## [WORK TO DO]
Return every line of the material that contains the word "black".

## [RECORD LIST]
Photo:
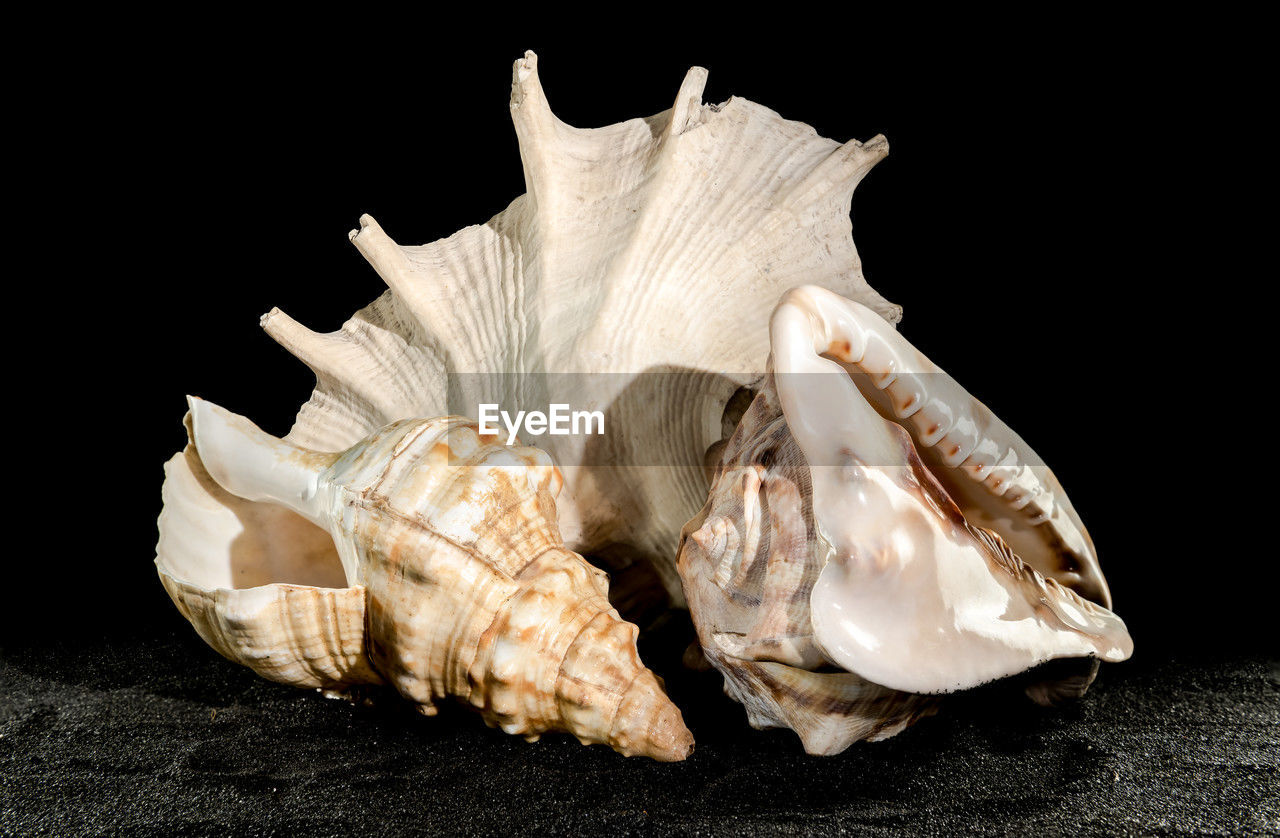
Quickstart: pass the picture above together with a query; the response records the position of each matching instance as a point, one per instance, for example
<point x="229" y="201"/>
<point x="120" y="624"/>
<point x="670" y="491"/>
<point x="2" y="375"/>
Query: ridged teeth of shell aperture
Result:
<point x="919" y="590"/>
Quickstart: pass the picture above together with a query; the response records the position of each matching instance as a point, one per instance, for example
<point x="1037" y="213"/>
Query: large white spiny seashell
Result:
<point x="656" y="245"/>
<point x="425" y="557"/>
<point x="863" y="517"/>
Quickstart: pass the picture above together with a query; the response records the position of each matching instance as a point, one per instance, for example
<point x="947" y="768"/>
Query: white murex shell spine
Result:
<point x="871" y="517"/>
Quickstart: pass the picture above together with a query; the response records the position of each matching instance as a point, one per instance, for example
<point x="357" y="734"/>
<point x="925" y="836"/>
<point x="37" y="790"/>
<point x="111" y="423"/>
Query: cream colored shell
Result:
<point x="635" y="276"/>
<point x="425" y="557"/>
<point x="862" y="517"/>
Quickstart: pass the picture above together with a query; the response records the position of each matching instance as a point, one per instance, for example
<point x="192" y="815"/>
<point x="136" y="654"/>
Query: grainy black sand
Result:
<point x="137" y="736"/>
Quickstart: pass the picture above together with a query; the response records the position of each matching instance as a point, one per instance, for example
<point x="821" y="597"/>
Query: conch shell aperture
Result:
<point x="836" y="537"/>
<point x="456" y="581"/>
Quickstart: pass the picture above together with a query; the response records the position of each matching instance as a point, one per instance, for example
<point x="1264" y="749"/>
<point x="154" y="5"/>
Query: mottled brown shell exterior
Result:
<point x="748" y="578"/>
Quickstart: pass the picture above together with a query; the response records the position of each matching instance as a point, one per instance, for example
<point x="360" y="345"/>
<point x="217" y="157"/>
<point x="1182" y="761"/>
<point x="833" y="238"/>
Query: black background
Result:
<point x="1063" y="216"/>
<point x="1040" y="218"/>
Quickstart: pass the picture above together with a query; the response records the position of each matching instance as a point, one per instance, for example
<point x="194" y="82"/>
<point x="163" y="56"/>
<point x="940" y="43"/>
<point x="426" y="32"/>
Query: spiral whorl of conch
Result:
<point x="449" y="544"/>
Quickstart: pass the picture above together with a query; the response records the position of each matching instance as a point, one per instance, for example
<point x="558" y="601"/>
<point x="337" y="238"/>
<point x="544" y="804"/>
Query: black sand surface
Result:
<point x="161" y="735"/>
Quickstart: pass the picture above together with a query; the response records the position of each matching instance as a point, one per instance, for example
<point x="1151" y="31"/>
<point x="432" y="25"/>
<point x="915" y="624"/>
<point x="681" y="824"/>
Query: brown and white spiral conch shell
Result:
<point x="876" y="536"/>
<point x="425" y="557"/>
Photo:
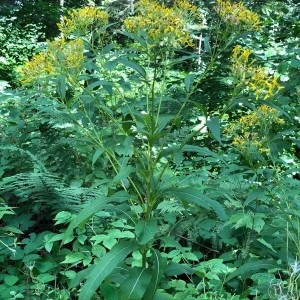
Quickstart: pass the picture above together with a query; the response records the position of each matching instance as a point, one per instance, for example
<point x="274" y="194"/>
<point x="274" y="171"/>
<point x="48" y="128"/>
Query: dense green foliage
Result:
<point x="142" y="160"/>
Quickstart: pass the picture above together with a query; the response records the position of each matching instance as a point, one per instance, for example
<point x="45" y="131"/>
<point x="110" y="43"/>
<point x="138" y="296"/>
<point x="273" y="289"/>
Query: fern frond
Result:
<point x="47" y="190"/>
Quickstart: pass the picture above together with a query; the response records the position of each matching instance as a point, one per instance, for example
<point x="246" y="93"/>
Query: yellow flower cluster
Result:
<point x="83" y="21"/>
<point x="255" y="78"/>
<point x="237" y="15"/>
<point x="61" y="57"/>
<point x="165" y="26"/>
<point x="251" y="131"/>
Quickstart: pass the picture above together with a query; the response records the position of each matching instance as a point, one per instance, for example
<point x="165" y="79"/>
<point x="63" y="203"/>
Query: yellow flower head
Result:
<point x="61" y="57"/>
<point x="238" y="16"/>
<point x="83" y="21"/>
<point x="255" y="78"/>
<point x="162" y="24"/>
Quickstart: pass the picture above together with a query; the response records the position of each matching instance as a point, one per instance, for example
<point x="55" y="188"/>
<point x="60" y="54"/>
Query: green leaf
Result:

## [COMPLETE RESPONSE]
Query: grainy black sand
Query: black background
Query: black sand surface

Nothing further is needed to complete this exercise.